_DESCRIPTION OF THE TASK_
Respond with exact copies of the lines running from the line that contains "Target: white water tank" to the end of the material.

-- INPUT MATERIAL follows --

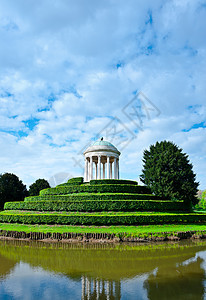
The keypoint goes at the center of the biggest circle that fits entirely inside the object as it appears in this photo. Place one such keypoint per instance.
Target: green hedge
(103, 205)
(93, 196)
(101, 188)
(112, 181)
(102, 219)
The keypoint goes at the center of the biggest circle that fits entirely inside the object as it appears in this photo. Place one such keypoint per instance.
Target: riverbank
(147, 233)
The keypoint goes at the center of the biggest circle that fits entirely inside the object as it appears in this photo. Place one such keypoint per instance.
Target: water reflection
(35, 270)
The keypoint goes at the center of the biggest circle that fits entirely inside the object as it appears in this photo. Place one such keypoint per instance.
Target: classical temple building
(101, 161)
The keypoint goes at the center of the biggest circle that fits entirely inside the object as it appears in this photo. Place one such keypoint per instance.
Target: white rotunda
(104, 157)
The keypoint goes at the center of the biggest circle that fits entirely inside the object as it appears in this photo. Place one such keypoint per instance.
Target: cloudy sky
(73, 71)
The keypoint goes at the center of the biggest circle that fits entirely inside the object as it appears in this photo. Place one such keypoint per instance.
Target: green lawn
(130, 230)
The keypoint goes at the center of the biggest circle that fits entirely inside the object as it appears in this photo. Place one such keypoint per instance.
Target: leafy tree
(37, 186)
(168, 172)
(202, 201)
(11, 189)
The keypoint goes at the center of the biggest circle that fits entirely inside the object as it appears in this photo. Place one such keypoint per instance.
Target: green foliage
(93, 196)
(101, 205)
(112, 181)
(99, 188)
(101, 218)
(37, 186)
(11, 189)
(202, 202)
(168, 172)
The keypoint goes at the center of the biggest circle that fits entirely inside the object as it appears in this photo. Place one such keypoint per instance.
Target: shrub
(101, 218)
(102, 205)
(112, 181)
(101, 188)
(37, 186)
(93, 196)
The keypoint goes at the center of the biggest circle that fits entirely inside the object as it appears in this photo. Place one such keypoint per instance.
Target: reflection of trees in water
(6, 266)
(100, 289)
(182, 281)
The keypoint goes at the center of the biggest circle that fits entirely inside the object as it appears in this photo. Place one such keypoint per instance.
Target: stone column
(91, 168)
(85, 170)
(108, 169)
(95, 170)
(103, 170)
(99, 167)
(115, 168)
(110, 175)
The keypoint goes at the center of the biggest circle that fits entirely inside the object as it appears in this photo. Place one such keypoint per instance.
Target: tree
(11, 189)
(202, 201)
(37, 186)
(168, 172)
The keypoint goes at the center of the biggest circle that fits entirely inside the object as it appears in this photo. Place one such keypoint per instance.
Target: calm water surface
(72, 271)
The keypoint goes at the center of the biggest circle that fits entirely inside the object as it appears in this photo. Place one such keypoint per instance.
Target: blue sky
(71, 71)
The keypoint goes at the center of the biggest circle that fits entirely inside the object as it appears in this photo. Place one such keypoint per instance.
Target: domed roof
(101, 145)
(101, 142)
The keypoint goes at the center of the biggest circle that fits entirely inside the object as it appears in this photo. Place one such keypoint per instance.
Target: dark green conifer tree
(168, 172)
(37, 186)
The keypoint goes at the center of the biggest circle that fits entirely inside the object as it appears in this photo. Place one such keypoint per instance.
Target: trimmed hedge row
(104, 219)
(101, 188)
(112, 181)
(94, 196)
(102, 205)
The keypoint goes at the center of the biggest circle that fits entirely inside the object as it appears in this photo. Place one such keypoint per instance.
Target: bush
(102, 205)
(101, 218)
(37, 186)
(168, 173)
(94, 196)
(101, 188)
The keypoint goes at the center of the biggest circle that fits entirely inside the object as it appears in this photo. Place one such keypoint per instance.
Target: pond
(37, 270)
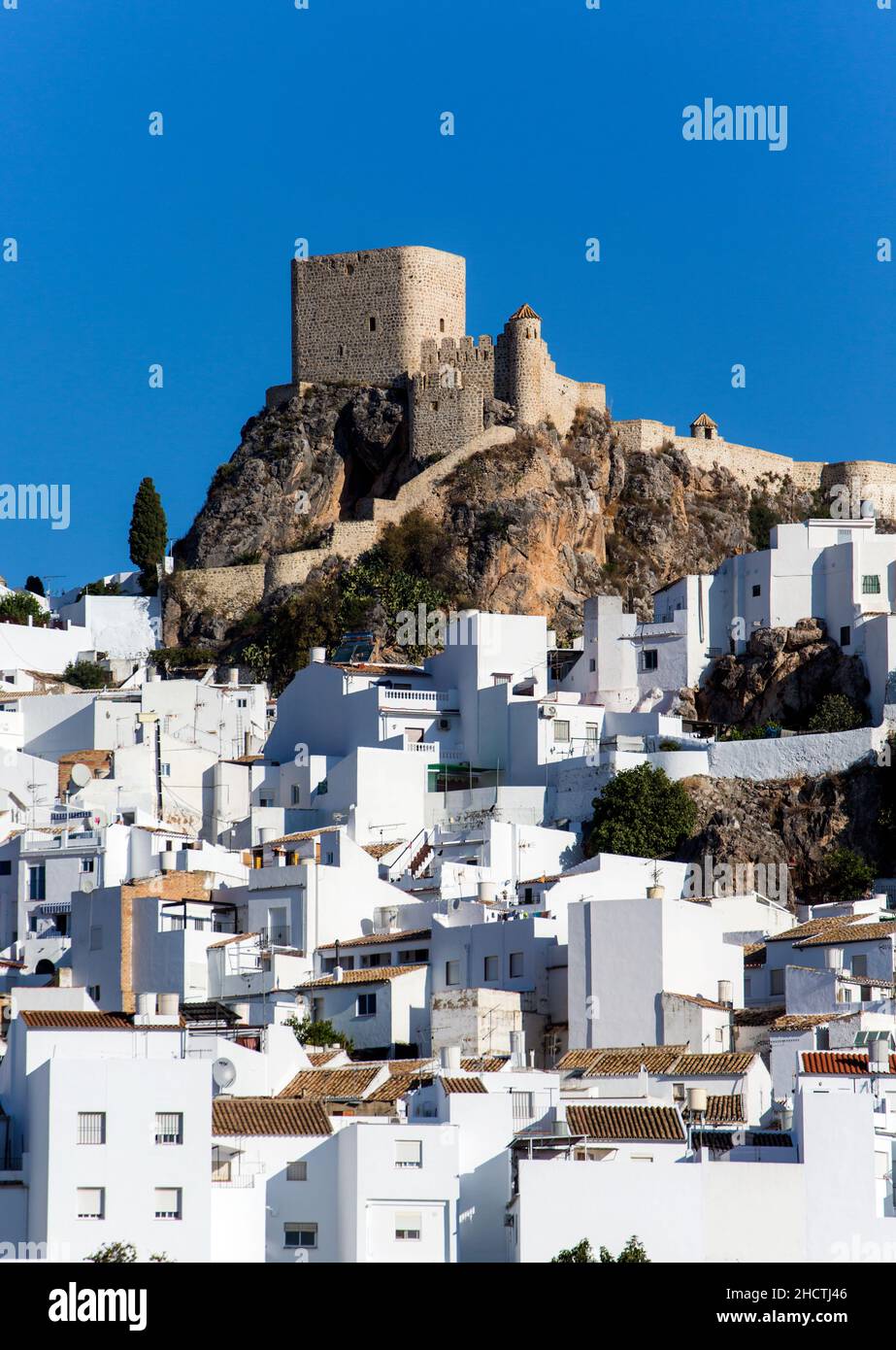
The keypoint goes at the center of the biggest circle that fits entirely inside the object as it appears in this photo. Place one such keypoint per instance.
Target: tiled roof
(395, 1086)
(486, 1064)
(376, 975)
(803, 1021)
(329, 1084)
(68, 1020)
(757, 1017)
(812, 928)
(853, 933)
(841, 1063)
(701, 1002)
(266, 1115)
(381, 850)
(377, 938)
(625, 1122)
(713, 1065)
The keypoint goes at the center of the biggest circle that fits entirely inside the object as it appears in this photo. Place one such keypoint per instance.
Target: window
(408, 1226)
(169, 1128)
(90, 1201)
(300, 1234)
(90, 1126)
(409, 1153)
(168, 1201)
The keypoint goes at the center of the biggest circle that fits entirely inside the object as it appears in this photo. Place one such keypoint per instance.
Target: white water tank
(449, 1059)
(696, 1100)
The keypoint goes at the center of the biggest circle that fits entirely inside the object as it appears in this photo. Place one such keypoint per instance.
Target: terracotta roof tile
(266, 1115)
(329, 1084)
(376, 975)
(378, 938)
(713, 1065)
(625, 1122)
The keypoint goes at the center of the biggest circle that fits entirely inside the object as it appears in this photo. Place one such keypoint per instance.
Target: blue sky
(324, 123)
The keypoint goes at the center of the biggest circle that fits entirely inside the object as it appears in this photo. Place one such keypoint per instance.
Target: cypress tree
(149, 529)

-- INPUT MATERIAL concluded --

_SOLUTION FOR THIS EXERCISE_
Target: white water tank
(449, 1059)
(696, 1100)
The keypoint goes at the center of the biggest circle that fits entirely inside the object as it appears in this photo. Place one such keypoint per instance.
Target: terracotta roof tile
(266, 1115)
(329, 1084)
(376, 975)
(378, 938)
(713, 1065)
(625, 1122)
The keypoint goes at the center of the biggest circle that fits entirely inside the object as it appears in this photo. Place one such keypoint per instance.
Target: blue sky
(324, 123)
The keypoint goes at the center of the biggest circle that fits entirely inside the object as it appears in this photo. Place one such keypoint per instance.
Target: cypress tree
(149, 529)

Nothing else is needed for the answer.